* Exercise instructions
Reproduce everything from "(NOTE: The kick-job" down to "beanstalk.queue.peek(...), beanstalk.queue.peek_ready(), etc." in the passage on beanstalk jobs, renaming "low-level API" as "core API" wherever it occurs.

Buried jobs are maintained in a special FIFO-queue outside of the normal job processing lifecycle until they are kicked alive again:

>>> beanstalk.queue.kick(1)
1

You can request many jobs to be kicked alive at once, kick's return value will tell you how many jobs were actually kicked alive again:

>>> beanstalk.queue.kick(42)
0

If you still have a handle to a job (or know its job ID), you can also kick alive this particular job, overriding the FIFO operation of the burial queue:

>>> message = beanstalk.reserve(drop=False)
>>> message.bury()
>>> message.stats()['state']
'buried'
>>> message.kick()
>>> message.stats()['state']
'ready'

(NOTE: The kick-job command was introduced in beanstalkd v1.8.)

Inspecting Jobs

beanstalkd supports "peek" commands to inspect jobs without reserving them. beanstalkm exposes these commands at the low-level API as beanstalk.queue.peek(...), beanstalk.queue.peek_ready(), etc.

However, in the current beanstalkm implementation the peek* commands as defined in api.json are not wired up in a usable way and will raise UnexpectedResponse (the protocol status is not recognized by the client).

* Entries
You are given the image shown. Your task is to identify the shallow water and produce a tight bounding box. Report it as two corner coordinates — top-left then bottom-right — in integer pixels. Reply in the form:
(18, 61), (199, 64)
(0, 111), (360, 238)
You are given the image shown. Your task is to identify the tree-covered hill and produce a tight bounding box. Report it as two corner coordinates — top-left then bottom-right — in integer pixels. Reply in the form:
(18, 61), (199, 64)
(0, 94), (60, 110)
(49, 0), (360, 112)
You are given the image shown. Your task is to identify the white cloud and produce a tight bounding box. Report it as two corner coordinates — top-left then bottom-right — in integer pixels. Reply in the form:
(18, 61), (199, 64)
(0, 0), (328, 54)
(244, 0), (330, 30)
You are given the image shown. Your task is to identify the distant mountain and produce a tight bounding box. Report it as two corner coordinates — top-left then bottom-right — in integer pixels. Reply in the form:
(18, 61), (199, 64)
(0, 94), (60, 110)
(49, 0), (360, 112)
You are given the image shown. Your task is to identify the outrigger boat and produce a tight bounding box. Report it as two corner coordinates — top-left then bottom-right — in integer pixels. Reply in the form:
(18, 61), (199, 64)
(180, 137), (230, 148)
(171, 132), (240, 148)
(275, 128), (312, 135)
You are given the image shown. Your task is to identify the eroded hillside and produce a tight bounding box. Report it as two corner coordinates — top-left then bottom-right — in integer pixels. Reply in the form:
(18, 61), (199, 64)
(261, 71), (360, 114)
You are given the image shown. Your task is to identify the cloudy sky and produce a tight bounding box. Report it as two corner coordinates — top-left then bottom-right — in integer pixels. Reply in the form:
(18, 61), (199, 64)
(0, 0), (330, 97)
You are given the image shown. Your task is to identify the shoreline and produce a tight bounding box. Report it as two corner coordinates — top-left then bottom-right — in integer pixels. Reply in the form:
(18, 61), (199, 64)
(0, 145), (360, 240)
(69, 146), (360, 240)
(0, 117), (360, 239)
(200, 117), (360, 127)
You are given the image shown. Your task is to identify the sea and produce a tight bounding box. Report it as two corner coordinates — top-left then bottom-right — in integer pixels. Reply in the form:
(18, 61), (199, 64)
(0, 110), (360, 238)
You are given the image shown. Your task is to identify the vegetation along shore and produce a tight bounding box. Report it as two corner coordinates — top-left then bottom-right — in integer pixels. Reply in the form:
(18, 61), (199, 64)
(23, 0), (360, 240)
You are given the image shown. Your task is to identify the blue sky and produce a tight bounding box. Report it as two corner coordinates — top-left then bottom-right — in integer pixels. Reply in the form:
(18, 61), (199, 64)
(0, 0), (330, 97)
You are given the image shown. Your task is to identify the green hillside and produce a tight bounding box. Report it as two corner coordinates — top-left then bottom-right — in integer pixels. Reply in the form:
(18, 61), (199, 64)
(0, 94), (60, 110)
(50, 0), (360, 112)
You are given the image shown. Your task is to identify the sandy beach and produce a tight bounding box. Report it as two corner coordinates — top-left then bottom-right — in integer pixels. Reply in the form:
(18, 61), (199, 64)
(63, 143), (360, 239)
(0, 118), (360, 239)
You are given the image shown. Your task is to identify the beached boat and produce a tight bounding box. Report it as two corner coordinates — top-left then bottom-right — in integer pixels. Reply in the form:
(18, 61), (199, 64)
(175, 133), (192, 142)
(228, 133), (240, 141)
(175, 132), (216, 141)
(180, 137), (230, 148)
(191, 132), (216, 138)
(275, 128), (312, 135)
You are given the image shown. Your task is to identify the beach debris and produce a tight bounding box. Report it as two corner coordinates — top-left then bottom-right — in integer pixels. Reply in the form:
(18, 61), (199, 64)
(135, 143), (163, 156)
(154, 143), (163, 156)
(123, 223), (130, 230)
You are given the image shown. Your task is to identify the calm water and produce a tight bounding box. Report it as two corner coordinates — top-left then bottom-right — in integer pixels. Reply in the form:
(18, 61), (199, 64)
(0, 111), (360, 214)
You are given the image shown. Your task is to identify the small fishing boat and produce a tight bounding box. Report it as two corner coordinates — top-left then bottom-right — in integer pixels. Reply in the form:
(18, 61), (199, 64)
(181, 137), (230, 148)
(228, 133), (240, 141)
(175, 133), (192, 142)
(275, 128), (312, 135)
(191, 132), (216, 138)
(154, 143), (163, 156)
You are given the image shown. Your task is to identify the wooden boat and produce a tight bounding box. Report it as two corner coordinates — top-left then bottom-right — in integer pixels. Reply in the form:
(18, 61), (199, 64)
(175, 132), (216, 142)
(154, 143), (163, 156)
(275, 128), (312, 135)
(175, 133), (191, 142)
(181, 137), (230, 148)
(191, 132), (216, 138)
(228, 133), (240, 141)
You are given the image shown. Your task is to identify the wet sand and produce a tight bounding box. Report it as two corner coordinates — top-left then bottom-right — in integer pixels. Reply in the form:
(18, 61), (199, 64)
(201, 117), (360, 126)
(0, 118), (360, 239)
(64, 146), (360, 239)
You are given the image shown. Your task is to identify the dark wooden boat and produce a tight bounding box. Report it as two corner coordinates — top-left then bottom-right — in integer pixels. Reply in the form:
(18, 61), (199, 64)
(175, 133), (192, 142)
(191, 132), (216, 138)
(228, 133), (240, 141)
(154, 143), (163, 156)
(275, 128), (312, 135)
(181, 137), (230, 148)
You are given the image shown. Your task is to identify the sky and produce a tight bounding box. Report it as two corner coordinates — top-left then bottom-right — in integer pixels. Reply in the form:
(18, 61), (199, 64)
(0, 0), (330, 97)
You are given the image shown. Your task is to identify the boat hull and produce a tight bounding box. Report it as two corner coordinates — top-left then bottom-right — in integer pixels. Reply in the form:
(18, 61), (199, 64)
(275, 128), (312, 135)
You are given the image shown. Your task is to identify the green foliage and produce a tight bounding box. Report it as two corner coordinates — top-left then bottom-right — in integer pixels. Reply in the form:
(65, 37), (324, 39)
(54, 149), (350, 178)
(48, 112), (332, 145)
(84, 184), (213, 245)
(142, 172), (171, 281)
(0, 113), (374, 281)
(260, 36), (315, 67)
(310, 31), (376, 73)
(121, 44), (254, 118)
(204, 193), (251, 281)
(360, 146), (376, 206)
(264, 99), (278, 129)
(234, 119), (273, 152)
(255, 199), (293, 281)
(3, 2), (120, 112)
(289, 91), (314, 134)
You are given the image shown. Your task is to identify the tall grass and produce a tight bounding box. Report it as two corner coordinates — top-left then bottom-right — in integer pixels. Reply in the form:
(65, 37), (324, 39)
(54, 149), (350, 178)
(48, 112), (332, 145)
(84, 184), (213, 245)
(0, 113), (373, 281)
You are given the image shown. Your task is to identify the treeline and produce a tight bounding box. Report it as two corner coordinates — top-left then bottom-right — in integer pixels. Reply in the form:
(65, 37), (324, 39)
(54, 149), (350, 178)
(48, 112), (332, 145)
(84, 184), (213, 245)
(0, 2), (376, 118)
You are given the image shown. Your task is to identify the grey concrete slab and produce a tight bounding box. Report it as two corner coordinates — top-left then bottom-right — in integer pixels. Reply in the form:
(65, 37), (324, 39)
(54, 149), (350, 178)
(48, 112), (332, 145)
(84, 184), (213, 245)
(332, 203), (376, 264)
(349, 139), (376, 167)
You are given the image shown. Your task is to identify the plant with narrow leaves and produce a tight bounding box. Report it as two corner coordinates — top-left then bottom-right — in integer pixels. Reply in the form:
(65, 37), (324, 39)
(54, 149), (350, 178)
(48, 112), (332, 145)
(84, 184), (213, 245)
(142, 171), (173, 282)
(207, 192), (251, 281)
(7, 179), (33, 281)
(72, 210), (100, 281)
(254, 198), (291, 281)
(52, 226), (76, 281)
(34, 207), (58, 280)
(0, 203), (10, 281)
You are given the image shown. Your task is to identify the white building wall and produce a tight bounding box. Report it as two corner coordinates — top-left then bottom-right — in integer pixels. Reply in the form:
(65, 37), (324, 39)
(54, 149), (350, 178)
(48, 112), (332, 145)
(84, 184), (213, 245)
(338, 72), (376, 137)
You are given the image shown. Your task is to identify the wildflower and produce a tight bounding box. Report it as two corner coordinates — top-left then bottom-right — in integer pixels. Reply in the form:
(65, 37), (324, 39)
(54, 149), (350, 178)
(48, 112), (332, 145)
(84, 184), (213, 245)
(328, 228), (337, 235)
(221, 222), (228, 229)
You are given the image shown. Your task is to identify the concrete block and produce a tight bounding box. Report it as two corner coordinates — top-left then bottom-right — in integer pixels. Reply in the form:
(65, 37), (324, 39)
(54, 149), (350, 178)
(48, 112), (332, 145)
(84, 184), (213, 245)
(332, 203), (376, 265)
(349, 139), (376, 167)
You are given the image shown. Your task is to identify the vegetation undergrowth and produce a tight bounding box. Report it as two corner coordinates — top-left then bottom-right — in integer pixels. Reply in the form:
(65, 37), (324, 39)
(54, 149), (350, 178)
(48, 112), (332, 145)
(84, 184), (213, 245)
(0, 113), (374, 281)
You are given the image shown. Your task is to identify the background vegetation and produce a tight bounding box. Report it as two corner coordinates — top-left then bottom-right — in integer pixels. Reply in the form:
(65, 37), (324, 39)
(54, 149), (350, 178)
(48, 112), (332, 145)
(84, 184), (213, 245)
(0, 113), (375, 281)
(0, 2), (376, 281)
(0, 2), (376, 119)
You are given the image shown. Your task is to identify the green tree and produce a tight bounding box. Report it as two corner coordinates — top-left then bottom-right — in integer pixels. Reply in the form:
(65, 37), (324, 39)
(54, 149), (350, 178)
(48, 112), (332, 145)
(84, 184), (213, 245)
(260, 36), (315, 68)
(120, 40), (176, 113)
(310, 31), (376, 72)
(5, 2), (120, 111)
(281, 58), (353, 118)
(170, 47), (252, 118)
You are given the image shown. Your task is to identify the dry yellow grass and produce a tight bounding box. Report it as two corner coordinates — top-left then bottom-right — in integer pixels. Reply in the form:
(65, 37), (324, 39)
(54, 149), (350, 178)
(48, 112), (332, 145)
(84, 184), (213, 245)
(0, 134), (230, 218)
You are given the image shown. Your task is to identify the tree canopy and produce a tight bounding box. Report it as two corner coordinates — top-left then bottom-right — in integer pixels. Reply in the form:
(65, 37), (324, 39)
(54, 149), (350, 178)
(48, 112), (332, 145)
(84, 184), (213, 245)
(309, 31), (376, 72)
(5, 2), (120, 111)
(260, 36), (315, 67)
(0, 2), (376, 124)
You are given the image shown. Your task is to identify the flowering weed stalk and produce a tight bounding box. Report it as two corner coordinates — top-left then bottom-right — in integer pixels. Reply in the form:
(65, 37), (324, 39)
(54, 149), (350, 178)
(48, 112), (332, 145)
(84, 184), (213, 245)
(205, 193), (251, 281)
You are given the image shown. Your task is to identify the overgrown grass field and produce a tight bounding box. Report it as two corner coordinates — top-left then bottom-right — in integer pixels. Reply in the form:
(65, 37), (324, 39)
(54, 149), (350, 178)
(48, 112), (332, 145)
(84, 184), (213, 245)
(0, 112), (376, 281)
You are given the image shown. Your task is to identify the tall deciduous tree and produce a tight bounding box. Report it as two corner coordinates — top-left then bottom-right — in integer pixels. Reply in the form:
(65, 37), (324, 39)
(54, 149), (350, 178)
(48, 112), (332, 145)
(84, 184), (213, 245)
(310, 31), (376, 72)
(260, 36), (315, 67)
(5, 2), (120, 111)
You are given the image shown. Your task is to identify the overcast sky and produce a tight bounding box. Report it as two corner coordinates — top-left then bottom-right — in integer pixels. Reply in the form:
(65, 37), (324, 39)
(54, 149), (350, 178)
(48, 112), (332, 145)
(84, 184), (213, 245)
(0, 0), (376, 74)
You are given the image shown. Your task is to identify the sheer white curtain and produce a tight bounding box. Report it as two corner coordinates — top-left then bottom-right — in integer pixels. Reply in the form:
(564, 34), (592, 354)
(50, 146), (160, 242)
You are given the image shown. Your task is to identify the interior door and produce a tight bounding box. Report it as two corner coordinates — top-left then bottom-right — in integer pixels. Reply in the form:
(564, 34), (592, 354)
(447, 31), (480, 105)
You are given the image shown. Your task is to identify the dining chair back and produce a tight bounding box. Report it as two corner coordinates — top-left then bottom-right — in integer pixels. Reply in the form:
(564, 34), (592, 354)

* Expected answer
(NOTE: The kick-job command was introduced in beanstalkd v1.8.)

Inspecting Jobs

beanstalkd supports "peek" commands to inspect jobs without reserving them. beanstalkm exposes these commands at the core API as beanstalk.queue.peek(...), beanstalk.queue.peek_ready(), etc.